**Set exercise:** Reproduce each line of the material exactly, minus any picture.

**Records shown:**
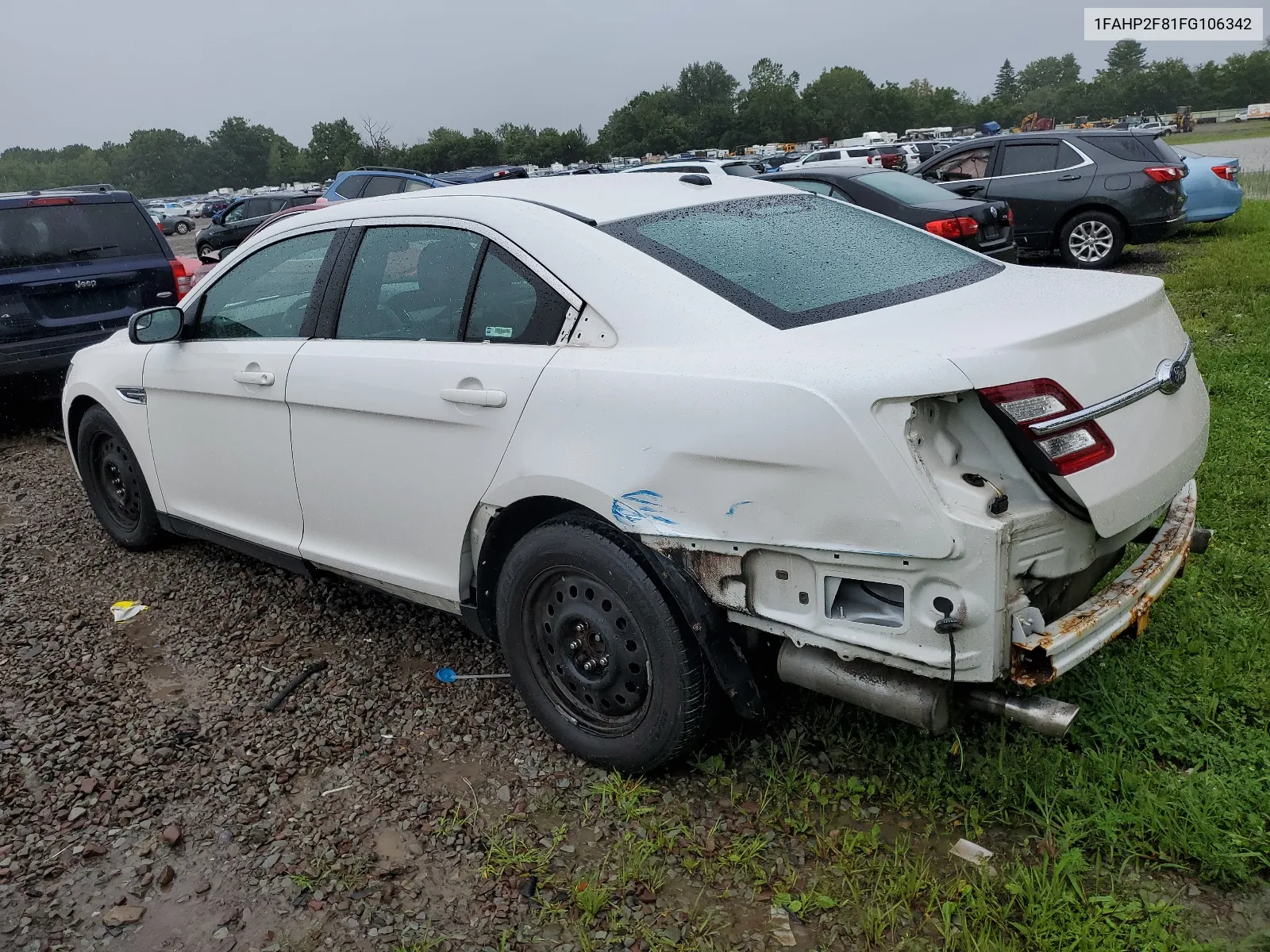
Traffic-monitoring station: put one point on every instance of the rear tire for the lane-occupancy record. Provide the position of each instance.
(114, 484)
(596, 651)
(1091, 240)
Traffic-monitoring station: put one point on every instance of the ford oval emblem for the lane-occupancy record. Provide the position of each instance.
(1175, 378)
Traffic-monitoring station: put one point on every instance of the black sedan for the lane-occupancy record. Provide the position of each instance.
(984, 226)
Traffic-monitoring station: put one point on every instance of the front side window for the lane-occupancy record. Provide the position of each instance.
(1026, 158)
(972, 164)
(267, 294)
(410, 283)
(514, 305)
(351, 187)
(799, 259)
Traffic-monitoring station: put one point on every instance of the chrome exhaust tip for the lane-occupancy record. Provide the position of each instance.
(1045, 715)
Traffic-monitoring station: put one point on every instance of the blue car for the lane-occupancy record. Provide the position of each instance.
(1212, 186)
(379, 181)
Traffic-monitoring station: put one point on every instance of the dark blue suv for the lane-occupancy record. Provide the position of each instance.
(379, 181)
(75, 264)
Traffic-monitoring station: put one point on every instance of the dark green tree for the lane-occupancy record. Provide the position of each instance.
(1006, 89)
(1126, 57)
(840, 103)
(1049, 71)
(333, 146)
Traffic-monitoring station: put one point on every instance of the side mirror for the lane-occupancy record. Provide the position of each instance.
(156, 325)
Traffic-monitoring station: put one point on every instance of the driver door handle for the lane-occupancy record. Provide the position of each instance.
(475, 397)
(260, 378)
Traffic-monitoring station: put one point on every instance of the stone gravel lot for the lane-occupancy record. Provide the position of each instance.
(148, 803)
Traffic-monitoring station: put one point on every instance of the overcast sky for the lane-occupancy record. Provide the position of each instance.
(79, 71)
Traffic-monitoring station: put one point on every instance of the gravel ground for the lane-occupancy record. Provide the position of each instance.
(148, 801)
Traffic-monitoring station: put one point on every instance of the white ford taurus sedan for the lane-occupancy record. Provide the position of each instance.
(657, 433)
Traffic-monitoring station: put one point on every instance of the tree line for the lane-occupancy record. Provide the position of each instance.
(706, 108)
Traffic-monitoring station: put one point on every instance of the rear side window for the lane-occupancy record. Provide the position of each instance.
(1024, 158)
(57, 234)
(514, 305)
(1165, 152)
(351, 187)
(799, 259)
(1130, 149)
(383, 186)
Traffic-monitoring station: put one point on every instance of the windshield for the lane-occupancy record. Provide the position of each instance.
(905, 188)
(799, 259)
(55, 234)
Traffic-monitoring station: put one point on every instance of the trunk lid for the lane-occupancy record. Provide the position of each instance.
(1096, 336)
(78, 264)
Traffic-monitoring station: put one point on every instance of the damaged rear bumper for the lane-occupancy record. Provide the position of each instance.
(1038, 658)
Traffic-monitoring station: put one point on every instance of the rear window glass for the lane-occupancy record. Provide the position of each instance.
(1130, 148)
(351, 187)
(903, 188)
(799, 259)
(56, 234)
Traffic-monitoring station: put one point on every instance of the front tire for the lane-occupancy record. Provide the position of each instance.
(1091, 240)
(114, 482)
(596, 651)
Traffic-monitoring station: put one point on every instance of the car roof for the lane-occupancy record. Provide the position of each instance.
(92, 194)
(592, 198)
(833, 171)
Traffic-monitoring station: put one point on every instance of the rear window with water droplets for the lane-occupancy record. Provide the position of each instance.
(799, 259)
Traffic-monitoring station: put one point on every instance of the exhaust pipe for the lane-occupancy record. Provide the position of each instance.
(1041, 714)
(908, 697)
(887, 691)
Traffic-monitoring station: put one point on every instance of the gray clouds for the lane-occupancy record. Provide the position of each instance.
(76, 71)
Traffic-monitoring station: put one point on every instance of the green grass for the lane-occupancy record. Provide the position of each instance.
(1170, 758)
(1210, 133)
(845, 819)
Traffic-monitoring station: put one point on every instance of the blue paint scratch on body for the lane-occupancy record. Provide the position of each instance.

**The output:**
Traffic-monitoring station: put one point on every instance of the rear tire for the lane-occupancy record. Provide the position of each instance.
(114, 484)
(596, 651)
(1091, 240)
Traffic-monitoring station: put one point on every instance of the ford oval emblem for the lane-occupancy record. Provide the position of each instance.
(1175, 378)
Traffic-monitoring station: put one point on every instance of the black sedan for the lane-occupancy record. Provide the position of each instance.
(984, 226)
Traffic-monitoring station: put one point on every instance of the front side window for the lane-occupancy record. Provide the position of each instance.
(1026, 158)
(972, 164)
(267, 294)
(410, 283)
(514, 305)
(351, 187)
(799, 259)
Traffic-monitoring station: put one point on every instance of the chrome exhaust tip for the lane-occupancy record. Provide the position of each instance.
(1045, 715)
Traffic-monitoring station: put one point on every instance of the blue car for the lane-occupancy record. Provide the position of each instance.
(1212, 186)
(379, 181)
Traffic-monitoring station: put one point on every instance of the dark blue suv for the lane-occupancy record. Provide the position of each instance.
(379, 181)
(75, 264)
Traffic-monitoring station: put one point on every instance of the dark green tree for the lane-occupancy record. Provide the position of each instance.
(1006, 89)
(1126, 57)
(840, 103)
(1049, 71)
(333, 146)
Traffic-monitoring station: put one point on every instance of the side mirror for the lane-occupancy record. Provide the position of each instance.
(156, 325)
Traffic-monitoring station: put one point on every instance of the driver door handle for the lane-occupancy record. Provide the position of each instance.
(475, 397)
(260, 378)
Traffic-monitoring station: put one point on every instance of the stone gravel lot for the lane-occupancy record. Provide the position of each instance.
(148, 803)
Traffic-monitoring station: put one point on every instance of the overcast sky for the lane-occupancy record. Provide the position of each instance.
(79, 71)
Traffic-monitoring station: put one point on every instance of the gravel ground for the lane-occupancy record. Provide the position of each instance.
(148, 801)
Traffic-monitoring station: put one point on every instance of the white ford taurus sedan for the lane-occupancy record. Provide the position of each instance.
(657, 433)
Traffic-monitoring station: put one point on every instance of the tree line for the lane-occupancy record. Provide the position of each instance.
(706, 108)
Traffic-monitoring station: put one point on every instance of the rear side window for the lane-occupancy record. Provide the position of each instance.
(1024, 158)
(57, 234)
(514, 305)
(1165, 152)
(351, 187)
(799, 259)
(1130, 149)
(383, 186)
Traffic-monitoring station: put one point on every instance of the windshield for the lane-occupancy record. Provide the position of each instance.
(905, 188)
(799, 259)
(55, 234)
Traffic-monitoring station: put one point on every instance of the trunk lid for the lane-occupancy record. Provide the position of each instance.
(1096, 336)
(78, 264)
Traffic-monitoring station: put one point on every instance of the damaged rear bumper for the lane-occupancy record. Provide the position of each instance.
(1038, 658)
Traffic-monitoring station: put one point on every instance of the rear window glass for the lane-occupancy record. Provide the position of each instance.
(1130, 148)
(351, 187)
(903, 188)
(799, 259)
(56, 234)
Traffic-monitoring station: put one point on every instance of the front tire for the lane-occupancy record. Provide the position of each instance.
(1091, 240)
(114, 482)
(596, 651)
Traffic-monitoring station: put one point on every instance of the car roof for the lane-occupancy record. Provide the position of each instance.
(92, 194)
(592, 198)
(833, 171)
Traffic-monitoring station: put one point on every instance of the rear window with water droplets for the lane-occupancy record. Provide the position of each instance.
(799, 259)
Traffic-monitoring station: put one point on every instance of the exhaust pipe for the lane-occupancy record. Provide the position of each instance.
(1041, 714)
(908, 697)
(887, 691)
Traffic-monitoring station: put one point on every instance of the gray clouds for the lane-occupancy record. Provide the position of each instance.
(76, 71)
Traffic-monitoring station: put one point on every instance of the green grass for the lane-occupancy record. Provide the position of each instance.
(1170, 758)
(1210, 133)
(845, 819)
Traffic-monitoring station: put one point on every instance of the blue paint scratch on body for the lane-occupancy record. Provide the position of each instance.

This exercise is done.